YOUR ASSIGNMENT — Reproduce the entire listing below verbatim, keeping every line and character unchanged.

GIVEN ENTRIES —
▬▬▬▬▬▬
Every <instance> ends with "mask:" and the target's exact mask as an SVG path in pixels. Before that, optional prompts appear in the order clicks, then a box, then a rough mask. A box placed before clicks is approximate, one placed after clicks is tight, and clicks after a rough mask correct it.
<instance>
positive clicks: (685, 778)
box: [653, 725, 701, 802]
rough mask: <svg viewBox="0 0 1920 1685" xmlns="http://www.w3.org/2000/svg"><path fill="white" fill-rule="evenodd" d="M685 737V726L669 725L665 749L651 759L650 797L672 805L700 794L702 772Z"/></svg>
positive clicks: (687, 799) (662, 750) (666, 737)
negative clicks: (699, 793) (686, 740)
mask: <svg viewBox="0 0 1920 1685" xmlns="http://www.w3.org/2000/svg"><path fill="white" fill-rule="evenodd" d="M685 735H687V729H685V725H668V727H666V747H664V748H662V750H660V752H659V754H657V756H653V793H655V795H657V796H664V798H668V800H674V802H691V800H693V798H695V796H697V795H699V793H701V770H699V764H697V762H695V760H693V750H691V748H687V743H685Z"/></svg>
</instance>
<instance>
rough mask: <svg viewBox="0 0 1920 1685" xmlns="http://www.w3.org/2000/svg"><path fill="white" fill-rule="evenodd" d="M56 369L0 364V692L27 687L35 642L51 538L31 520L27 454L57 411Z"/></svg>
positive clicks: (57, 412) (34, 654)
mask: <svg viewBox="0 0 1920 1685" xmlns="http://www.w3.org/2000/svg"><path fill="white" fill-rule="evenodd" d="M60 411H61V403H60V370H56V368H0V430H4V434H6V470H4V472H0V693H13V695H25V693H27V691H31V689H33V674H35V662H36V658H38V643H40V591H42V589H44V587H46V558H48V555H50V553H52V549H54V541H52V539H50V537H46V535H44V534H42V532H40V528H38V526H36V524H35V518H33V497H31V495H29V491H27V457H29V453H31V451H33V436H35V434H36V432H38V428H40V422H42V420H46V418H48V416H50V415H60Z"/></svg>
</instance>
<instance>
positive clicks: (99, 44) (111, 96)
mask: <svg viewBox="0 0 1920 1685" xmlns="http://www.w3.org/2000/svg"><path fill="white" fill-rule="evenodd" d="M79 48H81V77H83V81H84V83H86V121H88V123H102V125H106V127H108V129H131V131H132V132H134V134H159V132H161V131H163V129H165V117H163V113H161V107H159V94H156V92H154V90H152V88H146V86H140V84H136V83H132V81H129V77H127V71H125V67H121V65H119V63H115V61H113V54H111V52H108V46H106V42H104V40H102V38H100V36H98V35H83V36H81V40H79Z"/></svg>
▬▬▬▬▬▬
TASK RESULT —
Every <instance> ends with "mask:" and the target's exact mask as an SVG path in pixels. Before that, optional prompts appear in the order clicks, then a box, then a rough mask. A box placed before clicks is approximate, one placed after clicks is tight, and clicks after a rough mask correct it.
<instance>
positive clicks: (685, 778)
box: [653, 725, 701, 802]
rough mask: <svg viewBox="0 0 1920 1685" xmlns="http://www.w3.org/2000/svg"><path fill="white" fill-rule="evenodd" d="M685 737V726L669 725L665 749L651 759L650 797L672 805L700 794L702 772Z"/></svg>
positive clicks: (687, 799) (662, 750) (666, 737)
negative clicks: (699, 793) (686, 740)
mask: <svg viewBox="0 0 1920 1685" xmlns="http://www.w3.org/2000/svg"><path fill="white" fill-rule="evenodd" d="M685 735H687V729H685V725H668V727H666V747H664V748H662V750H660V752H659V754H657V756H653V793H655V795H657V796H664V798H668V800H674V802H691V800H693V798H695V796H697V795H699V793H701V770H699V764H697V762H695V760H693V750H691V748H687V743H685Z"/></svg>
</instance>
<instance>
rough mask: <svg viewBox="0 0 1920 1685" xmlns="http://www.w3.org/2000/svg"><path fill="white" fill-rule="evenodd" d="M56 369L0 364V692L27 687L35 642L51 538L31 520L27 454L57 411Z"/></svg>
positive clicks: (57, 412) (34, 654)
mask: <svg viewBox="0 0 1920 1685" xmlns="http://www.w3.org/2000/svg"><path fill="white" fill-rule="evenodd" d="M60 411H61V403H60V370H56V368H0V430H4V434H6V470H4V472H0V693H13V695H25V693H27V691H31V689H33V674H35V662H36V658H38V643H40V591H42V589H44V587H46V558H48V555H50V553H52V549H54V541H52V539H50V537H46V535H44V534H42V532H40V528H38V526H36V524H35V518H33V497H31V495H29V491H27V457H29V453H31V451H33V436H35V434H36V432H38V428H40V422H42V420H46V418H48V416H50V415H60Z"/></svg>
</instance>
<instance>
positive clicks: (99, 44) (111, 96)
mask: <svg viewBox="0 0 1920 1685" xmlns="http://www.w3.org/2000/svg"><path fill="white" fill-rule="evenodd" d="M79 48H81V77H83V81H84V83H86V121H88V123H102V125H106V127H108V129H131V131H132V132H134V134H159V132H161V131H163V129H165V117H163V113H161V107H159V94H156V92H154V90H152V88H146V86H140V84H136V83H132V81H129V77H127V71H125V67H121V65H119V63H115V61H113V54H111V52H108V46H106V42H104V40H102V38H100V36H98V35H83V36H81V40H79Z"/></svg>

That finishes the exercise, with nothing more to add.